Data provided |
********

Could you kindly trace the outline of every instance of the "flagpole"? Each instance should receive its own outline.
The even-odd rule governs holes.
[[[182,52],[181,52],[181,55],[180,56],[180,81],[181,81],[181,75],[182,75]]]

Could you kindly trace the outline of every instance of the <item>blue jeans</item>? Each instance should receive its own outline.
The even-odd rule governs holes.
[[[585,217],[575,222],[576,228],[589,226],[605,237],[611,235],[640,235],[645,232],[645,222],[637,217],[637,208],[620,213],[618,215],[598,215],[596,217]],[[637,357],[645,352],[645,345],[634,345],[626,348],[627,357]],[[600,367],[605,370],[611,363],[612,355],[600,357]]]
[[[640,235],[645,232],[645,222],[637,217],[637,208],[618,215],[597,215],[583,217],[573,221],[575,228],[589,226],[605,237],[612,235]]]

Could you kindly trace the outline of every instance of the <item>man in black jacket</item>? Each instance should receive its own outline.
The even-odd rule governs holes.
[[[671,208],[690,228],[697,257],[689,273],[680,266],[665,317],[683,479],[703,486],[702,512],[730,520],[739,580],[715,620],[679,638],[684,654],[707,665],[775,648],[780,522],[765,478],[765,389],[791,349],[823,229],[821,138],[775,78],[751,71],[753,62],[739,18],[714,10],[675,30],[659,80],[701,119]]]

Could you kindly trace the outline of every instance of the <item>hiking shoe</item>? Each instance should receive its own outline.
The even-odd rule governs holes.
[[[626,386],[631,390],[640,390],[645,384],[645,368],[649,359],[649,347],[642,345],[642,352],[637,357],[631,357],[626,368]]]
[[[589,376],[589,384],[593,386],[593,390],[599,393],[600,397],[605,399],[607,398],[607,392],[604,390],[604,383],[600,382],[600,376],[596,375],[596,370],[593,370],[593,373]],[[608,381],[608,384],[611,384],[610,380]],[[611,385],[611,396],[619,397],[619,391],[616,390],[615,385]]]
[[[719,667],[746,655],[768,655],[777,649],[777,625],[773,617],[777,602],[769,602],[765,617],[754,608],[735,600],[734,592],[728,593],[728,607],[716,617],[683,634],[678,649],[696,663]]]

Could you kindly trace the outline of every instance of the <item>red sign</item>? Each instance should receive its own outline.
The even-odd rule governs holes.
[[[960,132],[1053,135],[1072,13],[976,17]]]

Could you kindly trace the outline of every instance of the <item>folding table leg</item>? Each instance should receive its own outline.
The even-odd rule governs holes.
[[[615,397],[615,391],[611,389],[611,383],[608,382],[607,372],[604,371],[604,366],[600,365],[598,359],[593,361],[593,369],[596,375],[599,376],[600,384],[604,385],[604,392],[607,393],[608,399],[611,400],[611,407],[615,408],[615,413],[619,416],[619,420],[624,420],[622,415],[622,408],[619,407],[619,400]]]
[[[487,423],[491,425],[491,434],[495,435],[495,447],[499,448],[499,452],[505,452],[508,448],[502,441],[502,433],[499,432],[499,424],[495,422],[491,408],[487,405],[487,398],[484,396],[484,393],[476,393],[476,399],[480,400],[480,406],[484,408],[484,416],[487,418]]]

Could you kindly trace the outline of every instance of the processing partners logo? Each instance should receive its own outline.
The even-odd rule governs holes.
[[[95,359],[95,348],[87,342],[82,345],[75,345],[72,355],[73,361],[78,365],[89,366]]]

********

Reproduce the records between the lines containing "jacket</item>? Each instance should receive its own outline." and "[[[960,132],[1053,135],[1072,13],[976,17]]]", inclusive, with the requests unchanged and every coordinate in the answers scaled by 0.25 and rounded to the nearest whole number, halves rounded up. Return only those lines.

Complete response |
Could you kindly trace the outline of every instance of the <item>man in black jacket</item>? Each instance should receive its own outline.
The even-odd rule governs holes.
[[[168,52],[173,57],[174,64],[172,68],[170,67],[166,79],[171,120],[176,122],[176,128],[183,130],[185,145],[179,155],[170,160],[171,164],[177,166],[194,162],[195,131],[191,120],[191,97],[198,87],[206,57],[205,35],[194,20],[188,18],[188,16],[185,5],[179,3],[169,8],[165,20],[175,30]]]

Could you kindly trace the outline of every instance of the <item>hiking shoe</item>? Each instance should receive its own outline.
The even-odd rule governs holes.
[[[157,97],[158,98],[160,98],[161,96],[161,92],[162,90],[162,87],[161,86],[161,88],[159,89],[158,89],[157,92]]]
[[[147,94],[147,96],[148,97],[148,98],[150,98],[150,99],[151,100],[152,100],[152,98],[151,98],[151,96],[150,96],[150,94],[149,94],[149,93],[148,93],[148,93]],[[152,95],[152,96],[153,96],[153,95]],[[153,96],[153,99],[155,99],[155,98],[154,98],[154,96]]]
[[[180,167],[187,164],[192,164],[194,162],[194,156],[193,154],[194,151],[192,151],[191,154],[189,152],[184,150],[184,148],[182,148],[182,152],[179,154],[171,159],[170,162],[174,166]]]

Could you kindly trace the outline of every instance of the <item>red sign</item>? Each instance should receive its own outline.
The even-odd rule governs holes.
[[[240,33],[263,34],[268,3],[244,4]]]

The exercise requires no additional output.